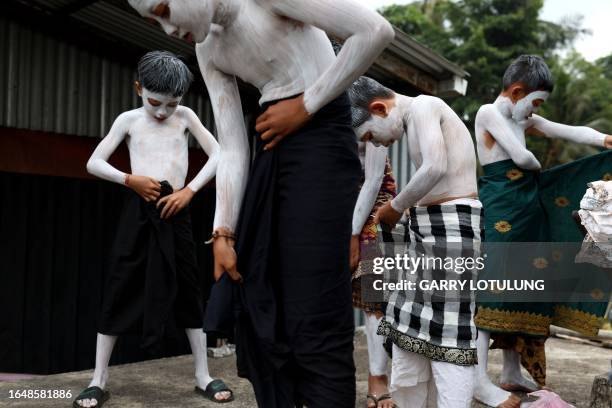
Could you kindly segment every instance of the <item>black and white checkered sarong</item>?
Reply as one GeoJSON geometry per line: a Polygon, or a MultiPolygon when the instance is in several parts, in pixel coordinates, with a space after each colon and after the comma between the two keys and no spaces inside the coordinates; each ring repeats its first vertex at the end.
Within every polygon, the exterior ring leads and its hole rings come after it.
{"type": "MultiPolygon", "coordinates": [[[[478,203],[475,201],[475,204],[478,203]]],[[[382,234],[386,257],[407,253],[409,257],[448,260],[480,256],[483,231],[481,206],[442,204],[410,209],[407,224],[382,234]]],[[[399,279],[413,282],[476,280],[477,270],[429,264],[412,273],[398,270],[399,279]],[[459,271],[457,269],[460,269],[459,271]]],[[[378,334],[403,350],[431,360],[474,365],[476,327],[474,293],[469,282],[458,290],[395,290],[390,293],[386,316],[378,334]]]]}

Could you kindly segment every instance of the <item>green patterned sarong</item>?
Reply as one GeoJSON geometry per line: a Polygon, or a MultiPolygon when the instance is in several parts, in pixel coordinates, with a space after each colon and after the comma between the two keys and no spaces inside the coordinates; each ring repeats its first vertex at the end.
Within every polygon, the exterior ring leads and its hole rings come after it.
{"type": "MultiPolygon", "coordinates": [[[[480,200],[485,213],[486,242],[580,242],[582,235],[572,211],[580,208],[587,183],[612,178],[612,151],[576,160],[543,172],[520,169],[512,160],[483,167],[480,200]]],[[[526,259],[525,267],[554,267],[554,251],[526,259]]],[[[523,256],[526,254],[506,254],[523,256]]],[[[487,260],[487,268],[504,268],[504,255],[487,260]]],[[[576,266],[588,268],[589,266],[576,266]]],[[[531,273],[525,269],[522,272],[531,273]]],[[[506,275],[504,271],[497,276],[506,275]]],[[[508,271],[507,277],[512,273],[508,271]]],[[[594,298],[597,299],[597,298],[594,298]]],[[[478,328],[493,333],[547,336],[549,326],[596,335],[605,314],[606,299],[582,303],[480,303],[478,328]]]]}

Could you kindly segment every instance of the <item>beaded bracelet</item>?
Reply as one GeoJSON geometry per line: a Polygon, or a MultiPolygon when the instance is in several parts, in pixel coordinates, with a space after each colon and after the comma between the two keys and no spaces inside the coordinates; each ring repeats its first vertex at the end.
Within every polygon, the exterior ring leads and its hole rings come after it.
{"type": "Polygon", "coordinates": [[[210,237],[210,239],[208,241],[205,242],[205,244],[212,244],[215,239],[217,238],[227,238],[227,239],[231,239],[231,240],[236,240],[236,236],[234,234],[224,234],[222,232],[219,231],[213,231],[212,236],[210,237]]]}

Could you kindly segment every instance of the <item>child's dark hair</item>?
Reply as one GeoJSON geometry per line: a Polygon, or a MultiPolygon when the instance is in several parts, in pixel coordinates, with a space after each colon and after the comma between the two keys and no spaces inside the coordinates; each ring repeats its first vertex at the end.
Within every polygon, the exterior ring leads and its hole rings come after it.
{"type": "Polygon", "coordinates": [[[171,52],[151,51],[138,62],[138,82],[151,92],[183,96],[192,81],[187,65],[171,52]]]}
{"type": "Polygon", "coordinates": [[[353,85],[348,89],[348,95],[351,100],[352,125],[357,128],[372,117],[369,108],[370,102],[374,99],[393,98],[395,92],[372,78],[362,76],[353,82],[353,85]]]}
{"type": "Polygon", "coordinates": [[[525,84],[528,92],[537,90],[552,92],[555,86],[548,65],[537,55],[521,55],[512,61],[504,73],[504,90],[516,82],[525,84]]]}

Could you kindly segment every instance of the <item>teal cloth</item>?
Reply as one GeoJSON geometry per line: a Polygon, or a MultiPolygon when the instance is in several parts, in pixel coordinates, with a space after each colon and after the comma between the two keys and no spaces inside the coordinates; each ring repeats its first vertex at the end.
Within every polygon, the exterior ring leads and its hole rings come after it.
{"type": "MultiPolygon", "coordinates": [[[[485,175],[479,180],[479,196],[485,213],[486,242],[581,242],[583,236],[572,218],[572,212],[580,208],[587,183],[612,175],[612,151],[542,172],[521,169],[512,160],[486,165],[483,170],[485,175]]],[[[555,254],[550,251],[550,245],[534,244],[533,251],[521,253],[519,262],[523,262],[524,258],[521,276],[541,274],[542,262],[545,262],[544,268],[560,267],[562,263],[556,264],[555,254]],[[539,265],[536,258],[540,259],[539,265]]],[[[505,265],[508,257],[516,257],[517,254],[499,248],[493,256],[489,255],[485,275],[502,279],[516,278],[516,273],[506,271],[505,265]]],[[[584,269],[585,274],[594,268],[588,264],[574,264],[572,267],[584,269]]],[[[597,293],[596,282],[588,284],[594,285],[594,293],[597,293]]],[[[608,298],[604,298],[607,301],[608,298]]],[[[476,325],[493,332],[544,336],[548,333],[548,326],[554,323],[592,334],[596,330],[592,327],[596,324],[595,320],[591,319],[588,324],[584,319],[580,321],[583,316],[581,312],[602,317],[606,311],[606,301],[563,304],[503,301],[479,303],[476,325]],[[500,316],[505,316],[504,321],[497,321],[500,316]]]]}

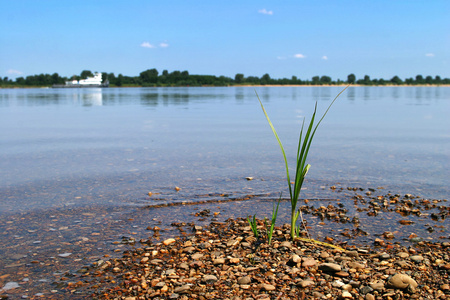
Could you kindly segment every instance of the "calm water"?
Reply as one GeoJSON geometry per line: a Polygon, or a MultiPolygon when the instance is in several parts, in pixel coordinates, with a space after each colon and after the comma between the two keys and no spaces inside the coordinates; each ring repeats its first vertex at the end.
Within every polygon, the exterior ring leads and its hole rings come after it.
{"type": "MultiPolygon", "coordinates": [[[[0,90],[0,212],[287,195],[254,90],[0,90]]],[[[290,159],[303,117],[340,90],[256,88],[290,159]]],[[[316,134],[304,195],[340,183],[448,198],[449,108],[449,87],[350,87],[316,134]]]]}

| Exercise |
Copy out the entries exactly. No pictures.

| Output of the exercise |
Could you kindly segment every instance of the <item>black and white checkered sarong</item>?
Reply as one GeoJSON geometry per line: a Polygon, or a MultiPolygon when the instance is in several parts, in pixel coordinates, with a space after each colon and after the comma between the two keys and no spaces inside the coordinates; each ring repeats its first vertex at the end.
Within every polygon, the exterior ring leads and its hole rings come after it.
{"type": "MultiPolygon", "coordinates": [[[[478,203],[475,201],[475,204],[478,203]]],[[[382,234],[386,257],[407,253],[409,257],[448,260],[480,256],[483,231],[481,206],[442,204],[410,209],[407,224],[382,234]]],[[[399,279],[413,282],[476,280],[477,270],[429,264],[412,273],[398,270],[399,279]],[[459,271],[457,269],[460,269],[459,271]]],[[[378,334],[403,350],[431,360],[474,365],[476,327],[474,293],[469,282],[458,290],[395,290],[390,293],[386,316],[378,334]]]]}

Could you kindly segment every instance of the <item>green patterned sarong</item>?
Reply as one GeoJSON geometry per line: a Polygon, or a MultiPolygon when the instance is in several parts, in pixel coordinates, with a space after each colon and after the comma between the two keys and no spaces inside the coordinates; each ring repeats its first vertex at the end.
Within every polygon, the exterior ring leads and its hole rings come after it.
{"type": "MultiPolygon", "coordinates": [[[[480,200],[485,213],[486,242],[580,242],[582,235],[572,211],[580,208],[587,183],[612,178],[612,151],[576,160],[543,172],[520,169],[512,160],[483,167],[480,200]]],[[[526,259],[525,267],[554,267],[554,251],[526,259]]],[[[523,256],[526,254],[506,254],[523,256]]],[[[487,260],[487,268],[504,268],[504,255],[487,260]]],[[[576,266],[588,268],[589,266],[576,266]]],[[[531,273],[525,269],[522,272],[531,273]]],[[[506,275],[504,271],[497,276],[506,275]]],[[[508,271],[507,277],[512,273],[508,271]]],[[[594,298],[597,299],[597,298],[594,298]]],[[[478,328],[493,333],[547,336],[549,326],[596,335],[605,314],[606,299],[582,303],[480,303],[478,328]]]]}

Could you kindly segment every instance of the <item>beaded bracelet</item>?
Reply as one GeoJSON geometry per line: a Polygon, or a MultiPolygon when the instance is in several parts, in pixel coordinates, with a space after each colon and after the comma between the two keys and no spaces inside the coordinates; each ring repeats its first vertex at the end.
Within every polygon, the exterior ring leads and its hole rings come after it.
{"type": "Polygon", "coordinates": [[[210,237],[210,239],[208,241],[205,242],[205,244],[212,244],[215,239],[217,238],[227,238],[227,239],[231,239],[231,240],[236,240],[236,236],[234,234],[224,234],[222,232],[219,231],[213,231],[212,236],[210,237]]]}

Could you kindly segment every instance of the <item>child's dark hair</item>?
Reply as one GeoJSON geometry per line: a Polygon, or a MultiPolygon when the instance is in several parts, in pixel coordinates, with a space after each colon and after the comma between the two keys and no spaces inside the coordinates; each ring repeats its first vertex at the end.
Within every polygon, the exterior ring leads and its hole rings come after it.
{"type": "Polygon", "coordinates": [[[171,52],[151,51],[138,62],[138,82],[151,92],[183,96],[192,81],[187,65],[171,52]]]}
{"type": "Polygon", "coordinates": [[[353,85],[348,89],[348,95],[351,100],[352,125],[357,128],[372,117],[369,108],[370,102],[374,99],[393,98],[395,92],[372,78],[362,76],[353,82],[353,85]]]}
{"type": "Polygon", "coordinates": [[[525,84],[528,92],[537,90],[552,92],[555,86],[548,65],[537,55],[521,55],[512,61],[504,73],[504,90],[516,82],[525,84]]]}

Could you kindly segment every instance of the <item>teal cloth</item>?
Reply as one GeoJSON geometry per line: a Polygon, or a MultiPolygon when the instance is in several parts, in pixel coordinates, with a space after each colon and after the comma between the two keys and no spaces inside the coordinates; each ring repeats its first vertex at the end.
Within every polygon, the exterior ring leads and its hole rings come after it.
{"type": "MultiPolygon", "coordinates": [[[[485,175],[479,180],[479,196],[485,213],[486,242],[581,242],[583,236],[572,218],[572,212],[580,208],[587,183],[612,175],[612,151],[542,172],[521,169],[512,160],[486,165],[483,170],[485,175]]],[[[555,254],[550,251],[550,245],[534,244],[533,251],[521,253],[519,262],[523,262],[524,258],[521,276],[541,274],[542,262],[545,262],[544,268],[560,267],[562,263],[556,264],[555,254]],[[539,265],[536,258],[540,259],[539,265]]],[[[505,265],[508,257],[516,257],[517,254],[499,248],[493,256],[489,255],[485,275],[502,279],[516,278],[516,273],[506,271],[505,265]]],[[[584,269],[585,274],[594,268],[588,264],[574,264],[572,267],[584,269]]],[[[597,293],[596,282],[588,284],[594,285],[594,293],[597,293]]],[[[608,298],[604,298],[607,301],[608,298]]],[[[476,325],[493,332],[544,336],[548,333],[548,326],[554,323],[592,334],[596,330],[592,327],[596,324],[595,320],[591,319],[588,324],[584,319],[580,321],[583,316],[581,312],[602,317],[606,311],[606,301],[563,304],[503,301],[479,303],[476,325]],[[500,316],[505,316],[504,321],[497,321],[500,316]]]]}

Could you kindly segment every instance of the "calm water"?
Reply as one GeoJSON geometry per line: a Polygon, or a MultiPolygon when the instance is in several parts, in pixel coordinates, with a space after each colon and after the comma between the two keys and no spaces inside the coordinates; each ring repeats its first vertex at the end.
Within every polygon, the exterior ring leads and its hole rings come after it.
{"type": "MultiPolygon", "coordinates": [[[[0,90],[0,212],[287,195],[254,90],[0,90]]],[[[290,159],[303,117],[340,90],[256,88],[290,159]]],[[[316,134],[304,195],[340,183],[448,198],[449,108],[449,87],[350,87],[316,134]]]]}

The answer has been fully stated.